### Records shown
● ● ●

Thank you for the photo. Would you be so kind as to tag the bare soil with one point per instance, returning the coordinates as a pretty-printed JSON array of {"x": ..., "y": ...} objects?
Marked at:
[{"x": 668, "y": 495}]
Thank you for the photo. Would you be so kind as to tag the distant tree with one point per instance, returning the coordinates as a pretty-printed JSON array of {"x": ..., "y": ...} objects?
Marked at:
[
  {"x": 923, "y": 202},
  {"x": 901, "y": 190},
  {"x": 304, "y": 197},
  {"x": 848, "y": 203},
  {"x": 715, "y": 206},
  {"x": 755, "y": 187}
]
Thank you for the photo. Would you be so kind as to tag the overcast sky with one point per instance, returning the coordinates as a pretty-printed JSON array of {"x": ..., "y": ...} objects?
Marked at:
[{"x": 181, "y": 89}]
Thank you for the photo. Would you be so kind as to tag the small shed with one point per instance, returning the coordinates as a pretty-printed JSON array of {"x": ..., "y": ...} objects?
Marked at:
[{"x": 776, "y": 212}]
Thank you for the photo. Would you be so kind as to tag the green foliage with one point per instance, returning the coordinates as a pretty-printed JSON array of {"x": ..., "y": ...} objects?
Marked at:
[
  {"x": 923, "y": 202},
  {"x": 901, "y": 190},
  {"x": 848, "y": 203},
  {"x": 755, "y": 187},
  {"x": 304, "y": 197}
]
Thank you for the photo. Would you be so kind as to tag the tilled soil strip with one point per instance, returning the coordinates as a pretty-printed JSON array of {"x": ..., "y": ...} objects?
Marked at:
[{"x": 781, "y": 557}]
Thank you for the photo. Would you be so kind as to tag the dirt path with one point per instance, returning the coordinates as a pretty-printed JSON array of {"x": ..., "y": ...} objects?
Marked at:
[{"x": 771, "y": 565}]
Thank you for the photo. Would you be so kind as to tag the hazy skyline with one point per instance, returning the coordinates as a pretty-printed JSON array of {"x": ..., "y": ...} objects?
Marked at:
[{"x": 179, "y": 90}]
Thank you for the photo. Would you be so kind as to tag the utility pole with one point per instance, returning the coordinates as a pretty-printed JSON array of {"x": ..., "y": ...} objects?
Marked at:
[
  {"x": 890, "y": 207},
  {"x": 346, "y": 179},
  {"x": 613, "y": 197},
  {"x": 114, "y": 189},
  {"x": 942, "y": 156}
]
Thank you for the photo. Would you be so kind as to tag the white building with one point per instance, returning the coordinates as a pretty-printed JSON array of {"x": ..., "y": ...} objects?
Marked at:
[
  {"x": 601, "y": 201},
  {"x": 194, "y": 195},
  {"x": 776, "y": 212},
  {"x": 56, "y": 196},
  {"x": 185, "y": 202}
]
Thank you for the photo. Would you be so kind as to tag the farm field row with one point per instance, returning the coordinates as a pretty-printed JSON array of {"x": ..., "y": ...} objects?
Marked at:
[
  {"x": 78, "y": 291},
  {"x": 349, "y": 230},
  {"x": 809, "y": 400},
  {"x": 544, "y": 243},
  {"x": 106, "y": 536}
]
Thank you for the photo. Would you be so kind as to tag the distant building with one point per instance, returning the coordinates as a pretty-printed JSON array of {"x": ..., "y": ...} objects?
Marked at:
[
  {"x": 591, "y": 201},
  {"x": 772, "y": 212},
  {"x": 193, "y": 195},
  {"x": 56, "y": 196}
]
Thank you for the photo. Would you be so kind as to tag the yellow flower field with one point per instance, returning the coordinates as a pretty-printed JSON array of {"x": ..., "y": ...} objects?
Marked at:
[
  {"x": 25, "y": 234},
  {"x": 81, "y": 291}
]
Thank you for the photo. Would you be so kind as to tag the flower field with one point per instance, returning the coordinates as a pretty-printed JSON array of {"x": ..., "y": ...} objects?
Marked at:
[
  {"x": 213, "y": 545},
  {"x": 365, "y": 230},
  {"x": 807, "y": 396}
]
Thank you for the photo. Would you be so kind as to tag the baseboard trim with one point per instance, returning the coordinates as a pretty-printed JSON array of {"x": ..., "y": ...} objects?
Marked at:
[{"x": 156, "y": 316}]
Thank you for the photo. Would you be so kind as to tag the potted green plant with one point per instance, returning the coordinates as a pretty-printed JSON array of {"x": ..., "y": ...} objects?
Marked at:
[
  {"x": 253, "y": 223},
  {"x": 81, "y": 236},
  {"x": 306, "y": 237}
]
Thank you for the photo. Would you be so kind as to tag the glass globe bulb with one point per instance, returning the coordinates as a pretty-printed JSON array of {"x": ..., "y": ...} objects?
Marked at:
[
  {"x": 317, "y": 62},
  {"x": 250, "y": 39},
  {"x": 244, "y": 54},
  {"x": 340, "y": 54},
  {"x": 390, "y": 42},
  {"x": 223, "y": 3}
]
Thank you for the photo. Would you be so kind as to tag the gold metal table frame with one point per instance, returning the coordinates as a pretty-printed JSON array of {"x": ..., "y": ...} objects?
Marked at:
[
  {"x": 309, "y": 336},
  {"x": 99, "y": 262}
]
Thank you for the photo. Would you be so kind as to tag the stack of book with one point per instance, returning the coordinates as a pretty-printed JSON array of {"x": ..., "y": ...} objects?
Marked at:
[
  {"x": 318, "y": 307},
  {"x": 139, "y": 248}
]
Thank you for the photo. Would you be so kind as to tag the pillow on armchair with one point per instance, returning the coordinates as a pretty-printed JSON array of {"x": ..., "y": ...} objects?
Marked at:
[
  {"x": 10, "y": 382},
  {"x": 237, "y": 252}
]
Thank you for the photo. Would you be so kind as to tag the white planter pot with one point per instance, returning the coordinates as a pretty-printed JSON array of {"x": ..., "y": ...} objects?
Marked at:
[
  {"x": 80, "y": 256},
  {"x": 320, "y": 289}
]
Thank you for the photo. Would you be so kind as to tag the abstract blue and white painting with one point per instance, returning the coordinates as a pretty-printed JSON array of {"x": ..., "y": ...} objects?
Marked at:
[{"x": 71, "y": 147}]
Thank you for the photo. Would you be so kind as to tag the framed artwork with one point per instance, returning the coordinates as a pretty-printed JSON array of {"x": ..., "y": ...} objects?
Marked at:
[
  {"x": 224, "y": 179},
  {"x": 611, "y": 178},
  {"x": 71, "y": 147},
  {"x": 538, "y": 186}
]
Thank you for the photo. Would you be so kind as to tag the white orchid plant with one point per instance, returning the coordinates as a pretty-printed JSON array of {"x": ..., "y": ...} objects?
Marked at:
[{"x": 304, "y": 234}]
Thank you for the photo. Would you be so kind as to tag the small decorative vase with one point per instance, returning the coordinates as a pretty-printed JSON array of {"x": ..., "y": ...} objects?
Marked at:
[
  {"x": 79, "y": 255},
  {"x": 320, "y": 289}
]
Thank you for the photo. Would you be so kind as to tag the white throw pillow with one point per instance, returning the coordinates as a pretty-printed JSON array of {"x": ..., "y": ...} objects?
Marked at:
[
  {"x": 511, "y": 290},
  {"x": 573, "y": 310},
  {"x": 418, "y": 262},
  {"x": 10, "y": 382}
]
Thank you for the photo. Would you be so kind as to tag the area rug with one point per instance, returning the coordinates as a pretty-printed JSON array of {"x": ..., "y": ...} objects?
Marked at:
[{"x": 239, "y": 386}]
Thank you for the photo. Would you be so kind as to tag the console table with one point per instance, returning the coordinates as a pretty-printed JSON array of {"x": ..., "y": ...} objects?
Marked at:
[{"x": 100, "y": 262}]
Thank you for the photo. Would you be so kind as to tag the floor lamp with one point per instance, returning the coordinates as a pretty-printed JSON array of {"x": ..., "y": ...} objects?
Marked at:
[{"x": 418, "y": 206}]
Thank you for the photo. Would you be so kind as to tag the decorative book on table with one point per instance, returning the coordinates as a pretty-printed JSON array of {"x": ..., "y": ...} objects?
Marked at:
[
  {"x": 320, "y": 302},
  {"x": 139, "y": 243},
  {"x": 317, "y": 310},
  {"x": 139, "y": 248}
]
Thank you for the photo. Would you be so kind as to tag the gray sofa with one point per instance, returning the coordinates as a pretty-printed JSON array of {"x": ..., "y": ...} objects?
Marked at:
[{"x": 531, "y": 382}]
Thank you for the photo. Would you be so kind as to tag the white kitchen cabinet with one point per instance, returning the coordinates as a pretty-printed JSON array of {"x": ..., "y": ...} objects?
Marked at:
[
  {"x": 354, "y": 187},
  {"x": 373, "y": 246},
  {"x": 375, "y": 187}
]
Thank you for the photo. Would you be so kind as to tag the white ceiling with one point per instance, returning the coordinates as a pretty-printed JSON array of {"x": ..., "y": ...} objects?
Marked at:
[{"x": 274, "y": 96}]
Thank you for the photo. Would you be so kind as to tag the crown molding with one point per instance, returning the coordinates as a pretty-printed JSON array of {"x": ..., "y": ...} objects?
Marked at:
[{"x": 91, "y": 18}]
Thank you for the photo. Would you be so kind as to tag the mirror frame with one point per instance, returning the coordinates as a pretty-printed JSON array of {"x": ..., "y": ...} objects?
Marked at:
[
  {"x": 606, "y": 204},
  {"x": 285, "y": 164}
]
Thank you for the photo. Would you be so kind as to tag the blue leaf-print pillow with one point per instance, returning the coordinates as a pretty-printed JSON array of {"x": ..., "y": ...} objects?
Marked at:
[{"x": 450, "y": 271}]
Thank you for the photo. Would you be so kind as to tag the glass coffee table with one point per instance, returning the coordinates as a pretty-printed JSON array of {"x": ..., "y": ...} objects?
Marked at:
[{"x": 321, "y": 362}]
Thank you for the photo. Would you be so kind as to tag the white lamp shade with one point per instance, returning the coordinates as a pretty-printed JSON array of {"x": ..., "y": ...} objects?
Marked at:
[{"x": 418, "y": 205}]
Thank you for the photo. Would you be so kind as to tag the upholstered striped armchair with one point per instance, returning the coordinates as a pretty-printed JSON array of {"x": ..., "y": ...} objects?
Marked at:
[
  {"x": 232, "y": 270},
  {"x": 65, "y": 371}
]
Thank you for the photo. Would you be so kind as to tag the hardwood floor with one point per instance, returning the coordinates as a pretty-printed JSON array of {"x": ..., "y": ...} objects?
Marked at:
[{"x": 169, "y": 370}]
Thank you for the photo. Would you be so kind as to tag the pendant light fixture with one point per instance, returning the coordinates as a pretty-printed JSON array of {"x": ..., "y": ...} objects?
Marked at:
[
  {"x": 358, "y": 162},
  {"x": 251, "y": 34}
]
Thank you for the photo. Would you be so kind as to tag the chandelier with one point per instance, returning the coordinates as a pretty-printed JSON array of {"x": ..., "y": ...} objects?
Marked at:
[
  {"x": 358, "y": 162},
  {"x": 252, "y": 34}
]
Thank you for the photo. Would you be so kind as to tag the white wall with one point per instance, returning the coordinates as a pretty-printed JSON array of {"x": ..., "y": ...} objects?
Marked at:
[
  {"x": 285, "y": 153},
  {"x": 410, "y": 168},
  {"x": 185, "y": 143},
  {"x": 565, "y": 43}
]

● ● ●

### Required action
Look over the listing above. Pick out and copy every line that includes "lamp".

### Result
Thank you for the photo. Would you be so kind as to tag the floor lamp with one point per instance, returning the coordinates as a pretty-printed JSON array of {"x": ..., "y": ...} objects?
Thank you for the photo. Would you be so kind as to tag the white lamp shade with one point per instance, returning the coordinates as a pretty-printed JSON array of {"x": ..., "y": ...} objects?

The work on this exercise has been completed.